*** Records provided ***

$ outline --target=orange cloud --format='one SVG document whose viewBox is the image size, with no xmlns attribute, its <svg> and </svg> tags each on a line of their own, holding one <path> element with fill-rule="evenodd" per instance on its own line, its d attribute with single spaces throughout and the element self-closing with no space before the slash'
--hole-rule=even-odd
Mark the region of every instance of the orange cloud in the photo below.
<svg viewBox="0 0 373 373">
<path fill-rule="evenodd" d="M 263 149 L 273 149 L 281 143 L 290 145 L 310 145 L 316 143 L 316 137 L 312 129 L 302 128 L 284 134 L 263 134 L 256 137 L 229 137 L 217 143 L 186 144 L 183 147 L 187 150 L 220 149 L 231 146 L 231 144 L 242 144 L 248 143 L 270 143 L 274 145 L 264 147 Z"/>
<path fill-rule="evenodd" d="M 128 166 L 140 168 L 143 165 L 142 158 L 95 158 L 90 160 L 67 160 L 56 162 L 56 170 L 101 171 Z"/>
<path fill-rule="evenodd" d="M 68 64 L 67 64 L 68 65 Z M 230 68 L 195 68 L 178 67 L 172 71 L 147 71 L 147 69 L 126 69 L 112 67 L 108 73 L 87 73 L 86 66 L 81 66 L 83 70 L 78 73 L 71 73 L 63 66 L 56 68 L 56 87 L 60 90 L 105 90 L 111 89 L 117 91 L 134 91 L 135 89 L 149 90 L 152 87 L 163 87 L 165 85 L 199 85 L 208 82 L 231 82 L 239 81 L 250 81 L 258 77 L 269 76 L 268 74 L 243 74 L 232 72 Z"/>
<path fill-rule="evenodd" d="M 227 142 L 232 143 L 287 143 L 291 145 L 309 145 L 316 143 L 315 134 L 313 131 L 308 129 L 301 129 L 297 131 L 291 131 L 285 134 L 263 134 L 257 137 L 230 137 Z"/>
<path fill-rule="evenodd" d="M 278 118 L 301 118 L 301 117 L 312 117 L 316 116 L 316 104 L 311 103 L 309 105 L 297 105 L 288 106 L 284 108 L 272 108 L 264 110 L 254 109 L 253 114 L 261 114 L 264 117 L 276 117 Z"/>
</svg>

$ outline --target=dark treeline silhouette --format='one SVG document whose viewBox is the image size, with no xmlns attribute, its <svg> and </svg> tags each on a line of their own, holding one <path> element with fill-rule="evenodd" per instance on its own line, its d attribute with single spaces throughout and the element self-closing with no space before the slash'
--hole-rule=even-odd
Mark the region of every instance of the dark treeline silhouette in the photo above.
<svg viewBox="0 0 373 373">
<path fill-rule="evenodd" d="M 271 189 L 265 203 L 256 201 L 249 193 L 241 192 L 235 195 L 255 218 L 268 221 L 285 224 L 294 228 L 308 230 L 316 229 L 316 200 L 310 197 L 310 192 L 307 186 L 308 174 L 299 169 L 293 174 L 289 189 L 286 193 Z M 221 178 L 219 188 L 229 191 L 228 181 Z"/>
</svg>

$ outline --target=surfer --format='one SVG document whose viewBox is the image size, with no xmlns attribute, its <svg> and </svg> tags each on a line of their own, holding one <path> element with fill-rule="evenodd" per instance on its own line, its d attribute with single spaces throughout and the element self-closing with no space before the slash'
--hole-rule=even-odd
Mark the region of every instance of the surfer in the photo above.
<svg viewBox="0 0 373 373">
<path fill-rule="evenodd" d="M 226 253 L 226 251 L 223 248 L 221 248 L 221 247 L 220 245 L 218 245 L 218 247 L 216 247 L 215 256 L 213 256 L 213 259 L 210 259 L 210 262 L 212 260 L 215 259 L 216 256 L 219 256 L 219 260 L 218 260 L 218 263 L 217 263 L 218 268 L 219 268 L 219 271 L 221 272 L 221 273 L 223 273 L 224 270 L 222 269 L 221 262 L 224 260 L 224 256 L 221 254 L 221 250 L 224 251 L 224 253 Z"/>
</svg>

***

▶ [Goal] Change "orange cloud" to "amber cloud" in the lines from the start of the items up to and including the line with "227 142 L 232", and give back only those lines with nothing else altered.

▶ [Reply to the exercise]
$ outline --target=amber cloud --format='one SVG document whose viewBox is the image size, with no xmlns attribute, its <svg> and </svg> tags each on a line of their own, holding one <path> element with fill-rule="evenodd" per instance on its own line, its d attribute with single spaces throughout and the element self-closing with no space before the slash'
--hole-rule=even-odd
Mark the region of every instance of the amber cloud in the photo below.
<svg viewBox="0 0 373 373">
<path fill-rule="evenodd" d="M 263 149 L 273 149 L 281 143 L 290 145 L 310 145 L 316 143 L 316 137 L 312 129 L 302 128 L 284 134 L 263 134 L 256 137 L 229 137 L 217 143 L 186 144 L 183 147 L 187 150 L 220 149 L 231 146 L 231 144 L 242 144 L 248 143 L 270 143 L 274 145 L 264 147 Z"/>
<path fill-rule="evenodd" d="M 128 166 L 140 168 L 143 165 L 142 158 L 95 158 L 90 160 L 67 160 L 56 162 L 56 170 L 101 171 Z"/>
<path fill-rule="evenodd" d="M 68 64 L 67 64 L 68 65 Z M 230 68 L 195 68 L 178 67 L 172 71 L 147 71 L 147 69 L 126 69 L 112 67 L 108 73 L 87 73 L 86 66 L 81 66 L 83 70 L 78 73 L 71 73 L 63 66 L 56 68 L 56 87 L 60 90 L 105 90 L 111 89 L 117 91 L 134 91 L 135 89 L 149 90 L 152 87 L 163 87 L 165 85 L 199 85 L 208 82 L 231 82 L 239 81 L 250 81 L 258 77 L 269 76 L 268 74 L 243 74 L 232 72 Z"/>
<path fill-rule="evenodd" d="M 227 142 L 232 143 L 287 143 L 291 145 L 309 145 L 316 143 L 315 134 L 313 131 L 308 129 L 301 129 L 297 131 L 291 131 L 285 134 L 263 134 L 257 137 L 230 137 Z"/>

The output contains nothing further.